Rewrite everything from the line containing "Q1: Can you locate the sliced mushroom" down to the end of the entries, with "Can you locate" replaced by "Can you find" and nothing else changed.
──────
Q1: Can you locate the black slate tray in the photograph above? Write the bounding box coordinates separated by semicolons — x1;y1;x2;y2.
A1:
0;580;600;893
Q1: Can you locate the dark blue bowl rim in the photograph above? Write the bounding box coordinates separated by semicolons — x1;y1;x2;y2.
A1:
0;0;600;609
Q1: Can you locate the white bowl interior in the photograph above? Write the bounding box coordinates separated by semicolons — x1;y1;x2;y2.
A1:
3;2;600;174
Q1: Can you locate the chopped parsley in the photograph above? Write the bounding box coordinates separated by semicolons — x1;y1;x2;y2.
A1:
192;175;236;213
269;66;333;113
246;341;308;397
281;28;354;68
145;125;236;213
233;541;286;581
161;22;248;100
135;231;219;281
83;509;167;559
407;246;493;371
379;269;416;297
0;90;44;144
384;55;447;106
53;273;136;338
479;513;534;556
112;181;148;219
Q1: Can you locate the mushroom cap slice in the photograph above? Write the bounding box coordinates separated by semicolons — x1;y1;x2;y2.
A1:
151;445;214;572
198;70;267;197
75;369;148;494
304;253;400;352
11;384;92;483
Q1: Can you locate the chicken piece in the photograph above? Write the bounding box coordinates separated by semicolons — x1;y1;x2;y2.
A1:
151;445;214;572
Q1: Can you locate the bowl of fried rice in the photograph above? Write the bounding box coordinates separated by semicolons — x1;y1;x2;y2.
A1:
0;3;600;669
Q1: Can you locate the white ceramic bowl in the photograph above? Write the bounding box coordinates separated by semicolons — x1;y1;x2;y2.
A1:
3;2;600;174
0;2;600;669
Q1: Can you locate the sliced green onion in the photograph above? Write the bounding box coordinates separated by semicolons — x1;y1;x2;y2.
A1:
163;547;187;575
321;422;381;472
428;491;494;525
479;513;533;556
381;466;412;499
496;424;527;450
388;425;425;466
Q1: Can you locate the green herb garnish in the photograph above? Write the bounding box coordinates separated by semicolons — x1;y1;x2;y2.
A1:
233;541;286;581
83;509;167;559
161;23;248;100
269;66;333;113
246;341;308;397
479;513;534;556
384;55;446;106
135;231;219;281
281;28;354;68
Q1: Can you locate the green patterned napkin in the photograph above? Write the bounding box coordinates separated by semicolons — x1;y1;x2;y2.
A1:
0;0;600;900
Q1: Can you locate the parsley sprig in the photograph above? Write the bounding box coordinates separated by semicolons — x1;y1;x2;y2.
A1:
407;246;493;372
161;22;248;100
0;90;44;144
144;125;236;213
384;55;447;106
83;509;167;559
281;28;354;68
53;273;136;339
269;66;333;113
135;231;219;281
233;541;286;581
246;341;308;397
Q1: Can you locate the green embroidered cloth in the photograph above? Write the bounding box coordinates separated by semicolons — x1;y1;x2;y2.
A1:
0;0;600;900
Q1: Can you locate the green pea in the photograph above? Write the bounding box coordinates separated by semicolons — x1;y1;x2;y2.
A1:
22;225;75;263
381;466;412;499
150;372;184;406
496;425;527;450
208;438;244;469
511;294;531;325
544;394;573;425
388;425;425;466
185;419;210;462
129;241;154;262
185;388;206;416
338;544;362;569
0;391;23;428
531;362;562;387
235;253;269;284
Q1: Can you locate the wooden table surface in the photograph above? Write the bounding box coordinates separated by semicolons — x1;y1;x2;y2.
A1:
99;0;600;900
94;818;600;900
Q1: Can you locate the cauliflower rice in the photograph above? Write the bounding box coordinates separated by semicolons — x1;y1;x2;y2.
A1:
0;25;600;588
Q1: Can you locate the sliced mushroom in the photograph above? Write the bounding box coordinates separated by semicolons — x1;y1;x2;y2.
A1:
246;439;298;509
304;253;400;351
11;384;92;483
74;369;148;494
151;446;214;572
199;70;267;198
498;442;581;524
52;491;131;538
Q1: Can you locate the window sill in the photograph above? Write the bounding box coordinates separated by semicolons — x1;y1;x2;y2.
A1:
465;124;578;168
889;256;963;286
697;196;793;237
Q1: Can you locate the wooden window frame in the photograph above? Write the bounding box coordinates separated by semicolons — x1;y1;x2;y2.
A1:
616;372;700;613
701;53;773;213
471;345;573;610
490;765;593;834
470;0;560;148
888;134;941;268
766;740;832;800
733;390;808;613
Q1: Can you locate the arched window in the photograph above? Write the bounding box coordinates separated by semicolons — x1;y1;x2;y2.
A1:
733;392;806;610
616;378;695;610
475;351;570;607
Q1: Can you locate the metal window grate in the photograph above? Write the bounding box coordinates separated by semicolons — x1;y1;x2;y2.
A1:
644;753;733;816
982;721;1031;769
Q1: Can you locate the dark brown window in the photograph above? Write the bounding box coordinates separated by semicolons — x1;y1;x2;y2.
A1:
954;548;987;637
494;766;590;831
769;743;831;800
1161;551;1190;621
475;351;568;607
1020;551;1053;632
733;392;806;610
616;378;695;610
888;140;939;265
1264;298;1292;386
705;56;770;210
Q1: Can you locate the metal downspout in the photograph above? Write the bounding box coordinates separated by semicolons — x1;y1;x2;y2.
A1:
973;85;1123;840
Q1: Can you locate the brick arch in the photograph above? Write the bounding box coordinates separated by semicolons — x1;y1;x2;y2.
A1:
──────
**Answer to this task**
Q1: Can you find the sliced mushroom in the photograph above? Write the bounding box coordinates separated by semicolons — x1;y1;x2;y2.
A1:
246;439;298;509
304;253;400;351
11;384;92;483
74;369;148;494
151;446;214;572
199;70;267;198
498;442;581;524
52;491;131;538
Q1: Can you find the window sill in the photograph above? Write the bounding box coordinates separated by semicolons — x1;y1;x2;y2.
A1:
465;124;578;168
889;256;963;286
697;196;793;237
Q1: Can you find the wooden window frame in the photograph above? Write the bounding box coordinates separated by semicolons — x1;y1;x2;y2.
A1:
616;372;700;613
701;53;773;213
471;345;573;610
490;765;593;834
470;0;560;148
888;134;941;268
766;740;832;800
733;390;808;613
Q1: Can you find the arched window in the photograph above? Write the bounding box coordinates separated by semicolons — x1;y1;x2;y2.
A1:
733;392;806;610
616;378;695;610
475;351;570;607
Q1: Can you find the metal window grate in the photograph above? Write the bounding box coordinates separated by semicolons — x1;y1;x2;y2.
A1:
644;753;733;816
982;721;1031;769
Q1: Can you find the dark brown window in the photograph above? Write the bounding box coordinates separated by semicolons — x1;y1;x2;y2.
A1:
954;548;987;637
494;766;590;831
769;743;831;800
1161;551;1190;621
475;351;568;607
1020;551;1053;632
733;392;806;610
616;378;695;610
888;140;939;265
1264;298;1292;386
705;56;770;210
Q1: Can you find the metal downspout in the photograph above? Write the bounding box coordinates separated by semicolons — x1;y1;x2;y2.
A1:
973;85;1123;840
Q1: Can you find the brick arch in the photograph above? Write the bounding box coordinates separated by semicolons — x1;y1;x2;y2.
A1:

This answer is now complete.